● CONSIGNE
Prolongez le texte sur la critique de la physique par Isabelle Stengers, à la suite de sa dernière phrase.

● TEXTE ÉTUDIÉ
===============

Collaboratrice d’Ilya Prigogine (Prix Nobel de chimie) dans les années 1970 et 1980, Prigogine avec qui elle a notamment co-écrit La nouvelle alliance, Isabelle Stengers problématise l’hégémonie de la physique moderne, son ambition totalisante, unificatrice, sa prétention de dire le monde en soi. Quatre des sept parties racontent des moments, des événements de l’histoire de la physique, dissèquent le concept de « réalité physique » afin de montrer en quoi il exerce une autorité qui s’impose à tous, qui bâillonne toute autre voie et disqualifie tous ceux qui n’adhèrent pas à la vision d’un monde dont la physique aurait percé l’énigme de façon ultime. La pratique théorico-expérimentale se définit par « l’invention du pouvoir de conférer aux choses le pouvoir de conférer à l’expérimentateur le pouvoir de parler en leur nom ». À côté de la singularité de la réussite des dispositifs expérimentaux, inaugurée avec le plan incliné de Galilée, les pratiques rompant avec les sciences théorico-expérimentales nouent un type inédit d’alliance entre les objets et les humains. Autre manière de dire qu’à côté de la préséance de la méthode expérimentale impulsée par Galilée, des nouvelles sciences de terrain, des sciences narratives, singulières, la biologie inventent des productions de savoir moins vulnérables face au pouvoir, tissent des histoires collectives traversées de devenirs et de proposition de fictions politiques.

===============

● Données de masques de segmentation
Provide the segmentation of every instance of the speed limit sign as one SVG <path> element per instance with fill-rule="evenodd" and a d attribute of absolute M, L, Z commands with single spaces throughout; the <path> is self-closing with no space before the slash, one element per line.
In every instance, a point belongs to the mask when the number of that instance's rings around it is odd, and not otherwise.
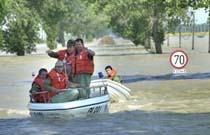
<path fill-rule="evenodd" d="M 170 55 L 170 63 L 175 69 L 183 69 L 188 64 L 188 61 L 188 55 L 183 50 L 176 50 Z"/>

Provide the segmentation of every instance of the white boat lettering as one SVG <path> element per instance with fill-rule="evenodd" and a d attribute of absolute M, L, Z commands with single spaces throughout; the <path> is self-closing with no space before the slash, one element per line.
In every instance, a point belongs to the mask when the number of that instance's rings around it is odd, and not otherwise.
<path fill-rule="evenodd" d="M 95 106 L 95 107 L 91 107 L 89 110 L 88 110 L 88 113 L 98 113 L 101 111 L 101 106 Z"/>

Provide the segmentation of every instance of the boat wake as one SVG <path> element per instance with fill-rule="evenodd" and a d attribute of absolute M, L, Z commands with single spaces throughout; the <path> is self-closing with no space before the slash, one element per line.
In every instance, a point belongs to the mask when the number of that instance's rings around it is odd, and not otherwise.
<path fill-rule="evenodd" d="M 0 118 L 17 118 L 17 117 L 28 117 L 28 110 L 18 110 L 18 109 L 4 109 L 0 108 Z"/>

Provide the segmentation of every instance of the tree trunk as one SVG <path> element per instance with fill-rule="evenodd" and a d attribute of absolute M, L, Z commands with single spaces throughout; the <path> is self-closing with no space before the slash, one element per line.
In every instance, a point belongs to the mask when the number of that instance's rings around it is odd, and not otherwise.
<path fill-rule="evenodd" d="M 169 32 L 168 32 L 167 36 L 168 36 L 167 46 L 169 46 L 169 44 L 170 44 L 170 41 L 169 41 L 170 40 Z"/>
<path fill-rule="evenodd" d="M 208 22 L 209 22 L 209 53 L 210 53 L 210 6 L 209 6 L 209 17 L 208 17 Z"/>
<path fill-rule="evenodd" d="M 195 13 L 193 12 L 193 27 L 192 27 L 192 50 L 194 50 L 195 45 Z"/>
<path fill-rule="evenodd" d="M 65 46 L 65 38 L 64 38 L 64 27 L 62 24 L 60 24 L 60 29 L 59 29 L 59 42 L 62 44 L 62 46 Z"/>
<path fill-rule="evenodd" d="M 159 35 L 158 35 L 158 26 L 159 26 L 159 20 L 157 18 L 157 16 L 155 16 L 156 19 L 154 19 L 154 23 L 153 23 L 153 39 L 155 42 L 155 50 L 156 53 L 158 54 L 162 54 L 162 46 L 161 43 L 159 42 Z"/>

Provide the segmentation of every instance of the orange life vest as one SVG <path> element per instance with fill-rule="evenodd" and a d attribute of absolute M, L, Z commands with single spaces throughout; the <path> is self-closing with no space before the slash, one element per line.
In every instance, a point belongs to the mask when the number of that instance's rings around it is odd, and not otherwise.
<path fill-rule="evenodd" d="M 66 64 L 71 65 L 71 74 L 75 74 L 75 51 L 70 55 L 67 52 L 67 49 L 58 51 L 58 59 L 61 61 L 66 61 Z"/>
<path fill-rule="evenodd" d="M 44 92 L 44 80 L 42 80 L 39 76 L 37 76 L 34 79 L 35 84 L 37 84 L 40 88 L 40 92 Z M 34 100 L 36 102 L 49 102 L 50 101 L 50 97 L 49 97 L 49 92 L 46 91 L 46 93 L 40 93 L 40 94 L 33 94 L 32 95 Z"/>
<path fill-rule="evenodd" d="M 93 59 L 90 60 L 88 58 L 88 52 L 86 50 L 82 50 L 79 55 L 76 55 L 76 74 L 78 73 L 88 73 L 92 74 L 94 72 L 94 63 Z"/>
<path fill-rule="evenodd" d="M 58 73 L 55 69 L 52 69 L 48 75 L 52 87 L 57 89 L 66 89 L 68 87 L 68 77 L 64 72 Z"/>

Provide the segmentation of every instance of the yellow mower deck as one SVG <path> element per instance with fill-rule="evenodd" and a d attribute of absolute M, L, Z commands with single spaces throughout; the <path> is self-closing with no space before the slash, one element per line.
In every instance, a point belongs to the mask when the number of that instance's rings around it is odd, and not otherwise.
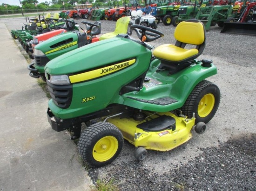
<path fill-rule="evenodd" d="M 159 131 L 145 131 L 138 127 L 146 121 L 138 121 L 133 118 L 119 117 L 108 119 L 108 121 L 115 125 L 122 132 L 123 138 L 135 147 L 146 149 L 168 151 L 183 144 L 192 137 L 191 130 L 195 125 L 195 118 L 187 119 L 177 117 L 170 112 L 158 113 L 147 119 L 151 121 L 159 115 L 169 116 L 175 120 L 175 127 L 170 127 Z M 150 118 L 150 119 L 149 119 Z"/>

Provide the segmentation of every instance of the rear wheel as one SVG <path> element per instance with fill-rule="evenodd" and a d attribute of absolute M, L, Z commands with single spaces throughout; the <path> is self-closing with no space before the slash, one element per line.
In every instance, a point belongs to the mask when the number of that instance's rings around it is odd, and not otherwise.
<path fill-rule="evenodd" d="M 162 22 L 164 25 L 168 26 L 172 24 L 172 17 L 171 15 L 168 14 L 165 15 L 163 19 Z"/>
<path fill-rule="evenodd" d="M 159 17 L 155 17 L 155 21 L 157 24 L 159 24 L 160 22 L 161 18 Z"/>
<path fill-rule="evenodd" d="M 210 82 L 203 80 L 192 91 L 181 110 L 189 118 L 195 113 L 196 123 L 207 123 L 215 115 L 220 98 L 219 88 Z"/>
<path fill-rule="evenodd" d="M 179 20 L 179 17 L 175 16 L 172 19 L 172 24 L 174 26 L 177 26 L 180 23 L 180 21 Z"/>
<path fill-rule="evenodd" d="M 223 27 L 223 26 L 224 26 L 224 22 L 219 22 L 217 24 L 220 27 Z"/>
<path fill-rule="evenodd" d="M 122 149 L 123 138 L 121 131 L 107 122 L 90 126 L 82 133 L 78 141 L 79 153 L 92 166 L 103 166 L 111 163 Z"/>
<path fill-rule="evenodd" d="M 112 20 L 114 21 L 116 21 L 116 19 L 115 19 L 115 13 L 114 13 L 112 15 Z"/>

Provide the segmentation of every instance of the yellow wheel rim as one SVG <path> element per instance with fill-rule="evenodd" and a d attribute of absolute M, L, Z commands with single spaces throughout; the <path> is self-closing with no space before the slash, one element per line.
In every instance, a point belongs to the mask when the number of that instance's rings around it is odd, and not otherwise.
<path fill-rule="evenodd" d="M 112 158 L 118 148 L 118 141 L 113 136 L 107 136 L 99 140 L 93 150 L 94 159 L 99 162 L 106 161 Z"/>
<path fill-rule="evenodd" d="M 198 105 L 198 113 L 200 117 L 205 117 L 212 110 L 215 103 L 215 98 L 212 94 L 208 94 L 201 99 Z"/>

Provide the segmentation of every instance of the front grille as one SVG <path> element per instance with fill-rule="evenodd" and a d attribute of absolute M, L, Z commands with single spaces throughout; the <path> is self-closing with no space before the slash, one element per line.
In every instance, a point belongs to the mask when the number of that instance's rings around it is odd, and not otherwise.
<path fill-rule="evenodd" d="M 50 95 L 55 104 L 63 109 L 68 108 L 72 101 L 73 86 L 72 85 L 54 85 L 47 82 Z"/>
<path fill-rule="evenodd" d="M 34 55 L 35 65 L 38 66 L 44 66 L 50 61 L 46 56 Z"/>

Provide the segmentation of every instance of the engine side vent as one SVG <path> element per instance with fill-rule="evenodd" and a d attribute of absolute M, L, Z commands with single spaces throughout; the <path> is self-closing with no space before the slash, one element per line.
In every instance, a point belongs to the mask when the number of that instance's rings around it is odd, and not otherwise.
<path fill-rule="evenodd" d="M 50 46 L 50 48 L 54 48 L 58 47 L 59 46 L 65 45 L 66 44 L 68 44 L 69 43 L 71 43 L 73 42 L 73 38 L 69 38 L 67 39 L 66 39 L 65 40 L 63 40 L 61 42 L 59 42 L 58 43 L 56 43 L 54 45 L 52 45 L 51 46 Z"/>

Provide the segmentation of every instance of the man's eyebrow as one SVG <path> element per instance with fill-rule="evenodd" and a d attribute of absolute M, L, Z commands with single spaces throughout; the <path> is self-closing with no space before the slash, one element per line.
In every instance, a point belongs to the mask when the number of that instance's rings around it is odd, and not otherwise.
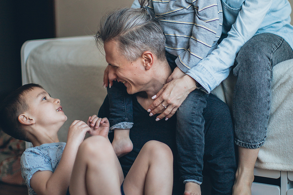
<path fill-rule="evenodd" d="M 109 65 L 109 66 L 115 66 L 115 67 L 118 67 L 117 66 L 116 66 L 116 65 L 113 65 L 113 64 L 108 64 L 108 65 Z"/>

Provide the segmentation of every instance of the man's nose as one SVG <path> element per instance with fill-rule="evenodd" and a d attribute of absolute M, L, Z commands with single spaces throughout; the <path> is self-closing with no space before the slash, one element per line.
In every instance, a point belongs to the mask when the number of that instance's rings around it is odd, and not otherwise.
<path fill-rule="evenodd" d="M 109 66 L 109 73 L 108 77 L 109 80 L 114 80 L 117 79 L 118 77 L 116 74 L 115 68 L 112 66 Z"/>

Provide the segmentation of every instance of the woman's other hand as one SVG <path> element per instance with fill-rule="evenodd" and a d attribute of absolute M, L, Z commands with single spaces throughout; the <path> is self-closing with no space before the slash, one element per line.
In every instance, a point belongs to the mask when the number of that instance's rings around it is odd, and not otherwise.
<path fill-rule="evenodd" d="M 111 87 L 111 86 L 113 86 L 113 81 L 109 80 L 109 74 L 110 68 L 110 65 L 108 65 L 106 68 L 105 71 L 104 71 L 104 79 L 103 79 L 104 82 L 103 83 L 103 85 L 105 87 Z"/>
<path fill-rule="evenodd" d="M 181 78 L 185 74 L 184 72 L 181 70 L 178 66 L 175 68 L 172 74 L 168 78 L 167 80 L 167 83 L 168 83 L 174 79 L 179 79 Z"/>
<path fill-rule="evenodd" d="M 152 116 L 166 108 L 158 116 L 158 121 L 166 117 L 166 120 L 176 112 L 187 96 L 196 89 L 195 81 L 190 76 L 185 75 L 178 79 L 173 79 L 166 84 L 152 98 L 154 101 L 149 107 L 148 111 Z"/>

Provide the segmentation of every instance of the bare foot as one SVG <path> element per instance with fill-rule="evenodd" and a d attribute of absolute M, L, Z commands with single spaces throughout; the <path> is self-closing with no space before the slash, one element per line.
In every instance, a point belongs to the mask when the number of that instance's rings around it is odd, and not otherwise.
<path fill-rule="evenodd" d="M 254 178 L 253 174 L 235 175 L 235 182 L 233 186 L 232 195 L 251 195 L 251 185 Z"/>
<path fill-rule="evenodd" d="M 118 158 L 129 153 L 133 148 L 133 144 L 129 137 L 123 139 L 114 138 L 112 146 Z"/>
<path fill-rule="evenodd" d="M 183 195 L 201 195 L 200 185 L 193 182 L 185 184 L 185 191 Z"/>

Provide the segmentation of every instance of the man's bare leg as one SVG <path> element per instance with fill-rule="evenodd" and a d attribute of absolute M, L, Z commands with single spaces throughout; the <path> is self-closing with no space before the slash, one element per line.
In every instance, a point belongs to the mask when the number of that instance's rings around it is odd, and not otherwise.
<path fill-rule="evenodd" d="M 81 144 L 70 180 L 71 195 L 121 194 L 122 169 L 109 139 L 91 137 Z"/>
<path fill-rule="evenodd" d="M 112 146 L 118 158 L 129 153 L 133 148 L 133 144 L 129 138 L 130 131 L 129 129 L 114 130 Z"/>
<path fill-rule="evenodd" d="M 173 156 L 169 147 L 150 141 L 144 146 L 125 178 L 127 195 L 172 194 Z"/>
<path fill-rule="evenodd" d="M 251 185 L 254 178 L 253 169 L 259 149 L 238 146 L 239 162 L 233 195 L 251 195 Z"/>

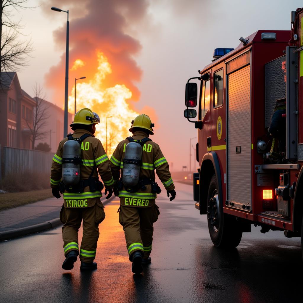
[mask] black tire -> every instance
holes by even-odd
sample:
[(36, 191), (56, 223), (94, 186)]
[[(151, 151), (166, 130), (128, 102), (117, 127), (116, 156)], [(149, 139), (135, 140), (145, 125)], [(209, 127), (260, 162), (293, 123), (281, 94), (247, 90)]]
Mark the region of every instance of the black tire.
[(236, 218), (223, 212), (222, 201), (218, 195), (217, 177), (211, 179), (207, 195), (207, 223), (211, 239), (217, 247), (236, 247), (242, 237), (241, 226)]
[(303, 260), (303, 218), (302, 218), (302, 223), (301, 226), (301, 252)]

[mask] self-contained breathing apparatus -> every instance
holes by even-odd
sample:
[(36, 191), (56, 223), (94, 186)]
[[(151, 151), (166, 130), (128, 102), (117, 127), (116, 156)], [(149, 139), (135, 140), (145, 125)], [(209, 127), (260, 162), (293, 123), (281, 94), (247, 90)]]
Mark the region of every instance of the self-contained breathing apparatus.
[(118, 182), (118, 190), (122, 190), (124, 187), (127, 191), (135, 192), (139, 189), (145, 190), (145, 185), (150, 185), (152, 193), (160, 194), (161, 188), (151, 178), (140, 180), (140, 167), (142, 163), (142, 146), (147, 141), (152, 140), (149, 138), (135, 140), (131, 137), (126, 139), (129, 143), (125, 147), (123, 159), (123, 173)]
[(80, 180), (80, 172), (82, 160), (81, 158), (81, 143), (88, 137), (85, 134), (80, 138), (73, 138), (71, 133), (67, 135), (68, 140), (63, 145), (62, 158), (62, 181), (60, 183), (59, 190), (61, 193), (65, 190), (70, 192), (82, 192), (84, 188), (89, 187), (91, 191), (101, 191), (103, 188), (103, 184), (98, 178), (93, 178), (97, 168), (94, 164), (88, 178)]

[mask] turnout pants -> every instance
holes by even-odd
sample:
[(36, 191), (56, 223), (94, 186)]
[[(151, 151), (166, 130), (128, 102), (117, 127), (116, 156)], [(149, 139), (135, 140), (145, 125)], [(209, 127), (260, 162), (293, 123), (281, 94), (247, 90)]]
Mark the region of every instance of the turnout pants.
[(129, 261), (132, 254), (139, 251), (143, 258), (148, 258), (152, 251), (154, 223), (160, 212), (155, 204), (150, 207), (133, 207), (121, 205), (119, 221), (123, 226)]
[(63, 206), (60, 219), (63, 223), (62, 236), (64, 255), (72, 251), (79, 254), (78, 231), (83, 220), (83, 235), (80, 248), (82, 262), (92, 262), (96, 256), (99, 238), (99, 224), (105, 218), (104, 207), (96, 203), (94, 206), (83, 208), (65, 208)]

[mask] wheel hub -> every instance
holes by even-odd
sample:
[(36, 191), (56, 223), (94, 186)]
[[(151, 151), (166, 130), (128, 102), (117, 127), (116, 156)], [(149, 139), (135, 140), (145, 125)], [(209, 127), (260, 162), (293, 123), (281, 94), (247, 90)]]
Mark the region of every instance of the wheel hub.
[(216, 232), (218, 232), (220, 224), (219, 207), (219, 197), (216, 190), (214, 191), (212, 198), (209, 199), (207, 211), (207, 219), (210, 221), (210, 225)]

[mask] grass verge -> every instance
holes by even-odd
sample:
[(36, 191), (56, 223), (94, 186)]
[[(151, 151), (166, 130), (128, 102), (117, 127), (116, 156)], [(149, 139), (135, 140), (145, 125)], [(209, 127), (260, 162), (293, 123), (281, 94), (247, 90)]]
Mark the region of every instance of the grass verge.
[(52, 189), (0, 194), (0, 211), (33, 203), (52, 197)]

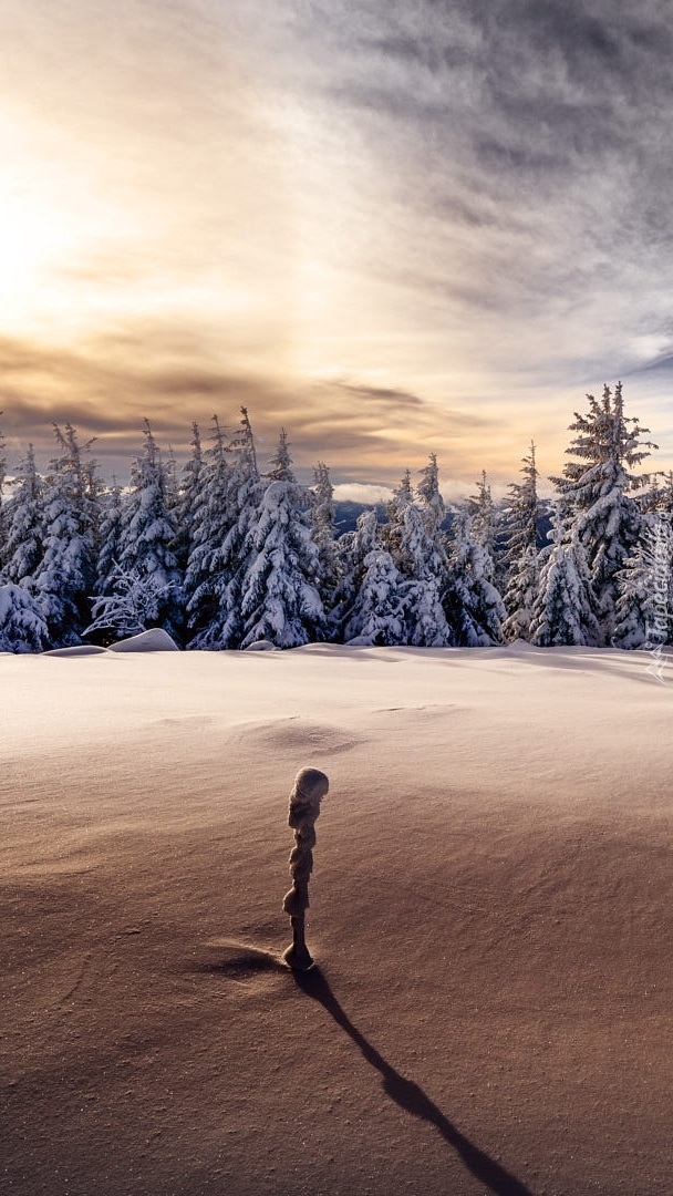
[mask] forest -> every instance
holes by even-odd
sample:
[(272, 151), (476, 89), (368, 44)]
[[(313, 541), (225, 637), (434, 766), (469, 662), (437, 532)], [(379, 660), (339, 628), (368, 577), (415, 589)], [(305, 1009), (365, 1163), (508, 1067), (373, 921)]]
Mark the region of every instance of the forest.
[[(575, 413), (543, 501), (532, 443), (496, 504), (487, 474), (447, 512), (435, 454), (381, 520), (337, 536), (330, 471), (301, 484), (283, 431), (259, 466), (247, 409), (178, 471), (145, 422), (126, 486), (71, 423), (44, 474), (0, 438), (0, 651), (108, 645), (153, 627), (181, 648), (353, 646), (650, 648), (671, 642), (673, 474), (624, 414), (622, 384)], [(551, 527), (540, 543), (540, 518)], [(447, 514), (451, 517), (447, 519)]]

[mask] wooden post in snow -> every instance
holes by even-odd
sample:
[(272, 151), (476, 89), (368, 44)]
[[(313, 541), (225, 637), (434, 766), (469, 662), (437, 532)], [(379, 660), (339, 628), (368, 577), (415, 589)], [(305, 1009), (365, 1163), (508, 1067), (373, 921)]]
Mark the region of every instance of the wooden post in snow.
[(283, 909), (292, 920), (292, 946), (283, 959), (294, 971), (311, 971), (314, 962), (306, 946), (305, 919), (308, 909), (308, 880), (313, 871), (316, 819), (330, 782), (317, 768), (302, 768), (296, 774), (289, 795), (288, 823), (294, 830), (294, 848), (289, 858), (292, 889), (283, 897)]

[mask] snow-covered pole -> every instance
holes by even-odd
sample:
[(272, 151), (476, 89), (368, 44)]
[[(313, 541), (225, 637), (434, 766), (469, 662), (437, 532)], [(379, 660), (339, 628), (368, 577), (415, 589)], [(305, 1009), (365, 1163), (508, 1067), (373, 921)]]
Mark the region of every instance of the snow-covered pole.
[(288, 823), (294, 830), (294, 848), (289, 858), (292, 889), (283, 897), (283, 909), (292, 920), (293, 941), (283, 952), (283, 959), (294, 971), (311, 971), (313, 968), (313, 959), (306, 946), (305, 917), (308, 909), (308, 880), (313, 871), (314, 824), (329, 787), (330, 782), (324, 773), (317, 768), (302, 768), (294, 779), (289, 795)]

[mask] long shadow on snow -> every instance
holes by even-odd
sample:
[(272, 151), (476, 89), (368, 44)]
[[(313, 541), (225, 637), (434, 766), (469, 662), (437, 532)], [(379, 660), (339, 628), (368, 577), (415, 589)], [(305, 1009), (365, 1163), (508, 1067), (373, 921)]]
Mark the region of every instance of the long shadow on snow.
[(326, 977), (318, 968), (313, 968), (312, 971), (306, 974), (293, 972), (293, 976), (299, 988), (328, 1011), (337, 1025), (353, 1039), (367, 1062), (377, 1072), (380, 1072), (384, 1092), (391, 1100), (394, 1100), (405, 1112), (411, 1113), (414, 1117), (421, 1117), (423, 1121), (429, 1122), (430, 1125), (434, 1125), (445, 1142), (448, 1142), (459, 1154), (467, 1171), (471, 1171), (479, 1183), (485, 1184), (495, 1196), (532, 1196), (531, 1190), (525, 1184), (510, 1174), (509, 1171), (506, 1171), (504, 1167), (501, 1167), (500, 1163), (496, 1163), (495, 1159), (479, 1151), (479, 1147), (475, 1146), (470, 1139), (465, 1137), (445, 1117), (441, 1109), (426, 1096), (423, 1090), (417, 1084), (414, 1084), (414, 1080), (408, 1080), (404, 1075), (400, 1075), (399, 1072), (396, 1072), (386, 1062), (383, 1055), (379, 1055), (378, 1050), (353, 1025), (350, 1018), (332, 993)]

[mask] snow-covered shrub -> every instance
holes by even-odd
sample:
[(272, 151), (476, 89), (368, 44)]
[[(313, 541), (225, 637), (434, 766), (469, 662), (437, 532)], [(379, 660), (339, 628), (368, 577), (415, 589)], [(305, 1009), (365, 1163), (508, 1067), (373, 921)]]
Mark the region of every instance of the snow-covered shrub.
[(36, 598), (10, 581), (0, 586), (0, 652), (43, 652), (49, 633)]

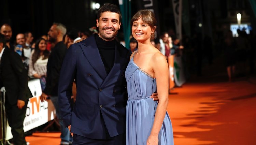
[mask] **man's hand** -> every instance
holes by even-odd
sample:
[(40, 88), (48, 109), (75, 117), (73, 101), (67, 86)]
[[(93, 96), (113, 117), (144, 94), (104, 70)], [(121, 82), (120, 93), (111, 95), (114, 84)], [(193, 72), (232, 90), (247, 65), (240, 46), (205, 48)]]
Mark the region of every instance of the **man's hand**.
[(154, 101), (158, 101), (159, 100), (157, 93), (153, 93), (151, 95), (151, 96), (150, 96), (150, 98), (153, 98), (153, 100)]
[(21, 109), (22, 108), (24, 107), (25, 105), (25, 101), (24, 101), (22, 100), (21, 100), (18, 99), (18, 101), (17, 102), (17, 106), (18, 106), (18, 108)]
[[(70, 128), (71, 128), (71, 125), (69, 125), (69, 126), (68, 127), (68, 128), (69, 128), (69, 132), (70, 132)], [(74, 133), (71, 133), (70, 132), (70, 134), (71, 134), (71, 135), (72, 136), (72, 137), (73, 137), (73, 134), (74, 134)]]
[(42, 95), (40, 96), (40, 100), (41, 100), (41, 102), (42, 102), (44, 101), (46, 101), (47, 97), (48, 97), (48, 95), (44, 93), (42, 93)]

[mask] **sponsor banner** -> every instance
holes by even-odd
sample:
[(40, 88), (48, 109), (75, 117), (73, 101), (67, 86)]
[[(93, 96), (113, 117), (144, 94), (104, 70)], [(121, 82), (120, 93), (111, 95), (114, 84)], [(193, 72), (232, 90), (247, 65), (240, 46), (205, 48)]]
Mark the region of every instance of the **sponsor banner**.
[(181, 15), (182, 14), (182, 0), (172, 0), (172, 6), (174, 14), (177, 37), (181, 40)]
[[(39, 79), (29, 81), (28, 86), (33, 97), (29, 99), (28, 103), (23, 122), (24, 132), (53, 120), (55, 116), (55, 108), (51, 100), (44, 102), (40, 100), (42, 90)], [(8, 125), (7, 139), (12, 138), (10, 128)]]
[(168, 65), (169, 67), (169, 90), (174, 87), (174, 56), (170, 55), (168, 57)]
[(186, 82), (184, 69), (181, 56), (174, 57), (174, 80), (175, 84), (181, 86)]

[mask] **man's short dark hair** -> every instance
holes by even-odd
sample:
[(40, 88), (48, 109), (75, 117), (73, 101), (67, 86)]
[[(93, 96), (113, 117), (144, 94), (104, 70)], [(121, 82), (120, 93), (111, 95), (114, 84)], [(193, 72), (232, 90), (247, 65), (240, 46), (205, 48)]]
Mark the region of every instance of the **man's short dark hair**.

===============

● RÉPONSE CI-DESSOUS
L’aventure des cosmopolitiques se clôt sur un appel, paradoxal seulement en apparence, à nous libérer du concept de tolérance, lequel sous sa devanture démocratique, sa vertu non violente, loin d’être d’être synonyme d’un respect mutuel des savoirs impose la toute-puissance de « ceux qui prétendent ‘savoir’ » et tolèrent ceux qui « croient ». Or, « ceux qui tolèrent ne demandent en général pas qu’on les tolère. Ils sont ceux qui peuvent ‘tout comprendre’ mais ne peuvent être remis en question par rien ». Livre majeur qui détricote les arguments d’autorité, le savoir des « experts », le complexe foucaldien du savoir et du pouvoir, Cosmopolitiques métamorphose le champ de la philosophie des sciences, de l’espace citoyen, de notre imaginaire, de nos constructions de possible et délivre une joyeuse production de personnages conceptuels, un mouvement de pensée qui branche production de savoirs singuliers, hétérogènes et productions de modes d’existence entre les formes du vivant.